WHAT YOU HAVE TO DO
The data is to be retyped in full, exactly.
(INPUT DATA begins)
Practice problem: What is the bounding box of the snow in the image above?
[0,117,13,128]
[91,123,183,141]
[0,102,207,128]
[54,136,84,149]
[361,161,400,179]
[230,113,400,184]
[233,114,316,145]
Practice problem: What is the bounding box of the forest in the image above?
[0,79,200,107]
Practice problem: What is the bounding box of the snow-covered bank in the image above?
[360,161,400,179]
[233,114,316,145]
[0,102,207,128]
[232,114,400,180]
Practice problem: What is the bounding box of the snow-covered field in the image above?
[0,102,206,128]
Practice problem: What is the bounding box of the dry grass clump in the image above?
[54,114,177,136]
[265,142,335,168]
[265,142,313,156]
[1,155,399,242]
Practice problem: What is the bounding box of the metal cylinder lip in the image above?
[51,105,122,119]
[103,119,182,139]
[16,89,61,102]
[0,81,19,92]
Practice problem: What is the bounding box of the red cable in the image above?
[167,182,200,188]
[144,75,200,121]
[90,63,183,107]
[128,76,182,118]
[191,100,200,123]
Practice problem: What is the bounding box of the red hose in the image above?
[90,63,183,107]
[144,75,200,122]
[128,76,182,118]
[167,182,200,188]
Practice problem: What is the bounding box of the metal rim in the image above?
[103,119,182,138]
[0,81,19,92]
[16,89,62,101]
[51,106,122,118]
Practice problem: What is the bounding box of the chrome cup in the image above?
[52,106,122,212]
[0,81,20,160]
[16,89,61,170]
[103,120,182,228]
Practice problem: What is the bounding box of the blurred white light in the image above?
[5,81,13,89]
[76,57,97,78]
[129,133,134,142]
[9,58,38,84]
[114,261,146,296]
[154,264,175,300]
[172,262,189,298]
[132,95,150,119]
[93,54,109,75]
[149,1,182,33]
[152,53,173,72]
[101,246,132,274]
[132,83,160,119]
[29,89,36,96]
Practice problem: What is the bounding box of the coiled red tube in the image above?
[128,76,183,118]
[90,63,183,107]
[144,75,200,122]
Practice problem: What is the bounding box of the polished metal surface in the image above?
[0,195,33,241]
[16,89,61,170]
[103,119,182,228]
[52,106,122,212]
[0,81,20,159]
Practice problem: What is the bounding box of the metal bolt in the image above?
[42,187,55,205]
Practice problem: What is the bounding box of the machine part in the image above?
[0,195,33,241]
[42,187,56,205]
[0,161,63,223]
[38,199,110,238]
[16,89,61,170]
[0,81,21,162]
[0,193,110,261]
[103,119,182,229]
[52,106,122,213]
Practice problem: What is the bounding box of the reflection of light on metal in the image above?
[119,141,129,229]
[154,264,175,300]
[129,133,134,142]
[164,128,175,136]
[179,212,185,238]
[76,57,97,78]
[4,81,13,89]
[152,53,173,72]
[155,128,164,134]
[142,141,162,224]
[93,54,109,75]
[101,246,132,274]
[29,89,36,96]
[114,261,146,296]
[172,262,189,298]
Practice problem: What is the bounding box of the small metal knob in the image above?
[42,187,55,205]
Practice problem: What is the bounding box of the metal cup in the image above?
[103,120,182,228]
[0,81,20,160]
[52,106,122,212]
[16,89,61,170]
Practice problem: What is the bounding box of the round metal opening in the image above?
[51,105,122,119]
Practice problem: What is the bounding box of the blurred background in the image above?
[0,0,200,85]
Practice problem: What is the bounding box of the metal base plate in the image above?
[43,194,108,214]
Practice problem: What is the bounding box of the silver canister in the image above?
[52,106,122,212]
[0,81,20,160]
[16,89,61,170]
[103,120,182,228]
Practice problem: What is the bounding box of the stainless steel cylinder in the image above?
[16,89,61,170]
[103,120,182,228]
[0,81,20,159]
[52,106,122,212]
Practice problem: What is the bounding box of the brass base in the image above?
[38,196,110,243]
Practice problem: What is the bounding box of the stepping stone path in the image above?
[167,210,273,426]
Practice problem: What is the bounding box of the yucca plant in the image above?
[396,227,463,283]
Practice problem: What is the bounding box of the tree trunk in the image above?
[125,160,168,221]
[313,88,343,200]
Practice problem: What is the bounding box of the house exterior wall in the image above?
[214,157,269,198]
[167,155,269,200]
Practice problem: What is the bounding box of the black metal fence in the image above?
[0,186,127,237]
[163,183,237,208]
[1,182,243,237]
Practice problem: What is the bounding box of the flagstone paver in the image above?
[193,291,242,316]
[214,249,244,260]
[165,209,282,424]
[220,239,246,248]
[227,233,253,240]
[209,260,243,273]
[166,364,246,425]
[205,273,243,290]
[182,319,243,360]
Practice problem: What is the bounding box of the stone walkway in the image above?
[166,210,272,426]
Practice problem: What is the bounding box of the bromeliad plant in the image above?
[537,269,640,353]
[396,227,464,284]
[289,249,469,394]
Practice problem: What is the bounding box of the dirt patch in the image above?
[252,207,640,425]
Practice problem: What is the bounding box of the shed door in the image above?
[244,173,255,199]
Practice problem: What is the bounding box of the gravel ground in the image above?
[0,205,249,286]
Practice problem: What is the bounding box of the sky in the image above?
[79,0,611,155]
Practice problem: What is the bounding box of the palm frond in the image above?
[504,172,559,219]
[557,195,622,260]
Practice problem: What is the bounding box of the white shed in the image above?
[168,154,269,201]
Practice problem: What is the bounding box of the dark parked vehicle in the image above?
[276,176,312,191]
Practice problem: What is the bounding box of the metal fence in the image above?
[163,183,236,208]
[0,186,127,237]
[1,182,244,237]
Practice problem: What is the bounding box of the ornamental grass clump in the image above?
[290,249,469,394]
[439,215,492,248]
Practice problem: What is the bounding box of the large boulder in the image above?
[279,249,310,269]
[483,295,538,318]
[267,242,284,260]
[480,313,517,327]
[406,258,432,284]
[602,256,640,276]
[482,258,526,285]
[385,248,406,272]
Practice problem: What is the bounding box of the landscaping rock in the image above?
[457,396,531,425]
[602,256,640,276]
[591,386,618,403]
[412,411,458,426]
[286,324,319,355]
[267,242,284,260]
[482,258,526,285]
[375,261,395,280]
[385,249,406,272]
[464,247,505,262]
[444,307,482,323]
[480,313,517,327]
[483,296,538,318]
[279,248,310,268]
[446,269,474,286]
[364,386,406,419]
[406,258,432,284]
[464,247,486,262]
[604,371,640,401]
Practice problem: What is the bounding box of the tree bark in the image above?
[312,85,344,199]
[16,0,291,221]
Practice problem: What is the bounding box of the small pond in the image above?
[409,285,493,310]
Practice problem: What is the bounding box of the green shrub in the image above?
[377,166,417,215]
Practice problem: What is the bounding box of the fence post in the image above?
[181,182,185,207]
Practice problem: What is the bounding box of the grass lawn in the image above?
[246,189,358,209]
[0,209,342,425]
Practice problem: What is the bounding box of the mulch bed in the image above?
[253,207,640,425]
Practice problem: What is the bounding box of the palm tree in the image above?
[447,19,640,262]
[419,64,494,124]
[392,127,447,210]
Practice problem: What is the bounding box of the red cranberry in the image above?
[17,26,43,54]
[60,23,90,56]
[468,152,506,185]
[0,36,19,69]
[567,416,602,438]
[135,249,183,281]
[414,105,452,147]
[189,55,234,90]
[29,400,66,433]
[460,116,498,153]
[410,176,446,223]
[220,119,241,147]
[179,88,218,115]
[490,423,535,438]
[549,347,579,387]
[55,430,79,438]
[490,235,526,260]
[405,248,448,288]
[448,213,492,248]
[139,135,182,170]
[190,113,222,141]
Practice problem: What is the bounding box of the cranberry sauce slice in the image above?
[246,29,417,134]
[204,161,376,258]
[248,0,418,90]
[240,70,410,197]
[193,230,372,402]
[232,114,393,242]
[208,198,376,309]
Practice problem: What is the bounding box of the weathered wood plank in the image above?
(INPUT DATA ends)
ANSWER TO THIS PROBLEM
Practice problem: What is the bounding box of the snow in the image above?
[0,117,13,128]
[91,123,183,141]
[0,102,207,128]
[54,136,84,149]
[361,161,400,179]
[230,113,400,184]
[233,114,316,145]
Practice problem: What is the bounding box of the forest in the image above?
[0,79,200,107]
Practice problem: What is the bounding box of the snow-covered bank in the image above?
[360,161,400,179]
[233,114,316,145]
[0,102,207,128]
[232,114,400,180]
Practice problem: What is the bounding box of the snow-covered field in the image above?
[0,102,206,128]
Practice problem: What is the bounding box of the dry grass clump in the image above?
[54,114,177,136]
[265,142,335,168]
[265,142,313,156]
[1,155,399,242]
Practice problem: What is the bounding box of the metal cylinder lip in the image above?
[51,105,122,119]
[103,119,182,139]
[16,89,61,102]
[0,81,19,92]
Practice problem: What is the bounding box of the red cable in the image above?
[167,182,200,188]
[144,75,200,121]
[90,63,183,107]
[128,76,182,118]
[191,100,200,123]
Practice problem: What is the bounding box of the red hose in the image above?
[90,63,183,107]
[144,75,200,122]
[128,76,182,118]
[167,182,200,188]
Practice problem: What is the bounding box of the metal rim in the image above?
[103,119,182,138]
[0,81,19,92]
[16,89,62,101]
[51,106,122,118]
Practice problem: What is the bounding box of the chrome cup in the image above?
[52,106,122,212]
[0,81,20,160]
[16,89,61,170]
[103,120,182,228]
Practice problem: What is the bounding box of the blurred white light in the image above?
[5,81,13,89]
[76,57,97,78]
[129,133,134,142]
[9,58,38,84]
[114,261,146,296]
[154,264,175,300]
[172,262,189,298]
[132,95,150,119]
[93,54,109,75]
[149,1,182,33]
[152,53,173,72]
[101,246,132,274]
[132,83,160,119]
[29,89,36,96]
Practice problem: What is the bounding box of the coiled red tube in the image above?
[128,76,183,118]
[90,63,183,107]
[144,75,200,122]
Practice problem: What is the bounding box of the polished metal surface in the image above?
[0,195,33,241]
[16,89,61,170]
[103,119,182,228]
[52,106,122,212]
[0,81,20,159]
Practice problem: What is the bounding box of the metal bolt in the image above?
[42,187,55,205]
Practice problem: What is the bounding box of the machine part in the image above?
[0,195,33,241]
[42,187,56,205]
[0,161,63,223]
[38,199,110,238]
[16,89,61,170]
[0,81,21,162]
[0,193,110,261]
[103,119,182,229]
[52,106,122,213]
Practice problem: What is the bounding box of the reflection of light on metal in the image above?
[119,141,129,229]
[154,264,175,300]
[129,133,134,142]
[164,128,175,136]
[179,212,185,238]
[76,57,97,78]
[4,81,13,89]
[152,53,173,72]
[155,128,164,134]
[142,141,162,224]
[93,54,109,75]
[101,246,132,274]
[29,89,36,96]
[114,261,146,296]
[172,262,189,298]
Practice problem: What is the bounding box of the small metal knob in the image above?
[42,187,55,205]
Practice problem: What is the bounding box of the metal cup in the image above?
[103,120,182,228]
[0,81,20,160]
[52,106,122,212]
[16,89,61,170]
Practice problem: What is the bounding box of the round metal opening in the image above?
[51,105,122,119]
Practice problem: What is the bounding box of the blurred background in the image above?
[0,0,200,85]
Practice problem: What is the bounding box of the metal base plate in the image above?
[43,194,108,214]
Practice problem: What is the bounding box of the silver canister in the image above?
[52,106,122,212]
[0,81,20,160]
[16,89,61,170]
[103,120,182,228]
Practice problem: What is the bounding box of the stainless steel cylinder in the image above?
[16,89,61,170]
[103,120,182,228]
[0,81,20,159]
[52,106,122,212]
Practice problem: What is the bounding box of the brass base in the image above?
[38,196,110,243]
Practice problem: What is the bounding box of the stepping stone path in the image above?
[167,210,273,426]
Practice problem: What is the bounding box of the yucca plant in the image above?
[396,227,463,283]
Practice problem: What is the bounding box of the tree trunk in the image above?
[125,160,168,221]
[313,88,343,200]
Practice problem: What is the bounding box of the house exterior wall in the image above?
[214,157,269,198]
[167,155,269,200]
Practice problem: What is the bounding box of the black metal fence in the image above?
[0,186,127,237]
[163,183,237,208]
[1,182,243,237]
Practice problem: What is the bounding box of the flagstone paver in the image above?
[193,291,242,316]
[214,249,244,260]
[165,209,282,424]
[220,239,246,248]
[227,233,253,240]
[209,260,243,273]
[166,364,246,425]
[205,273,243,290]
[182,319,243,360]
Practice problem: What is the bounding box of the stone walkway in the image above?
[166,210,272,426]
Practice problem: What is the bounding box of the bromeliad plant in the image above?
[537,269,640,353]
[396,227,464,284]
[289,249,469,394]
Practice problem: What is the bounding box of the dirt patch in the image above?
[252,207,640,425]
Practice problem: What is the bounding box of the shed door in the image above?
[244,173,255,199]
Practice problem: What is the bounding box of the gravel ground in the image above?
[0,205,249,286]
Practice problem: What is the bounding box of the sky in the image above?
[79,0,611,155]
Practice problem: What is the bounding box of the palm frond in the image above?
[504,172,559,219]
[557,195,622,260]
Practice problem: What is the bounding box of the white shed in the image above?
[168,154,269,201]
Practice problem: What is the bounding box of the dark parked vehicle in the image above?
[276,176,312,191]
Practice problem: What is the bounding box of the metal fence in the image above?
[163,183,236,208]
[0,186,127,237]
[1,182,244,237]
Practice problem: What is the bounding box of the ornamental grass clump in the image above?
[290,249,469,394]
[439,215,492,248]
Practice problem: What is the bounding box of the large boulder in the image above?
[279,249,310,269]
[483,295,538,318]
[267,242,284,260]
[480,313,517,327]
[406,258,432,284]
[602,256,640,276]
[482,258,526,285]
[385,248,406,272]
Practice problem: What is the bounding box of the landscaping rock in the image above?
[457,396,531,425]
[602,256,640,276]
[591,386,618,403]
[412,411,458,426]
[286,324,319,355]
[267,242,284,260]
[482,258,526,285]
[375,261,395,280]
[385,249,406,272]
[464,247,505,262]
[444,307,482,323]
[480,313,517,327]
[483,296,538,318]
[279,248,310,268]
[446,269,474,286]
[364,386,406,419]
[406,258,432,284]
[464,247,486,262]
[604,371,640,401]
Practice problem: What is the bounding box of the tree bark in the image above?
[312,85,344,199]
[16,0,291,221]
Practice problem: What is the bounding box of the small pond in the image above?
[409,285,493,310]
Practice problem: What is the bounding box of the green shrub in the image above?
[377,166,417,215]
Practice problem: What is the bounding box of the fence post in the image above?
[181,182,185,207]
Practice problem: What is the bounding box of the grass lawn in the image above?
[246,189,358,209]
[0,209,342,425]
Practice problem: What is the bounding box of the mulch bed in the image above?
[253,207,640,425]
Practice problem: What is the bounding box of the palm tree in the image above?
[447,19,640,262]
[419,64,494,124]
[392,127,447,210]
Practice problem: What is the bounding box of the red cranberry in the image above?
[17,26,43,54]
[60,23,90,56]
[468,152,506,185]
[0,36,19,69]
[567,416,602,438]
[135,249,183,281]
[414,105,452,147]
[189,55,234,90]
[29,400,66,433]
[460,116,498,153]
[410,176,446,223]
[220,119,241,147]
[179,88,218,115]
[490,423,535,438]
[549,347,579,387]
[55,430,79,438]
[490,235,526,260]
[405,248,448,288]
[448,213,492,248]
[139,135,182,170]
[190,113,222,141]
Practice problem: What is the bounding box of the cranberry sauce slice in the image above?
[246,29,417,134]
[204,161,376,258]
[248,0,418,90]
[240,70,410,197]
[193,230,372,402]
[232,114,393,242]
[208,198,376,309]
Practice problem: What is the bounding box of the weathered wood plank in the image above?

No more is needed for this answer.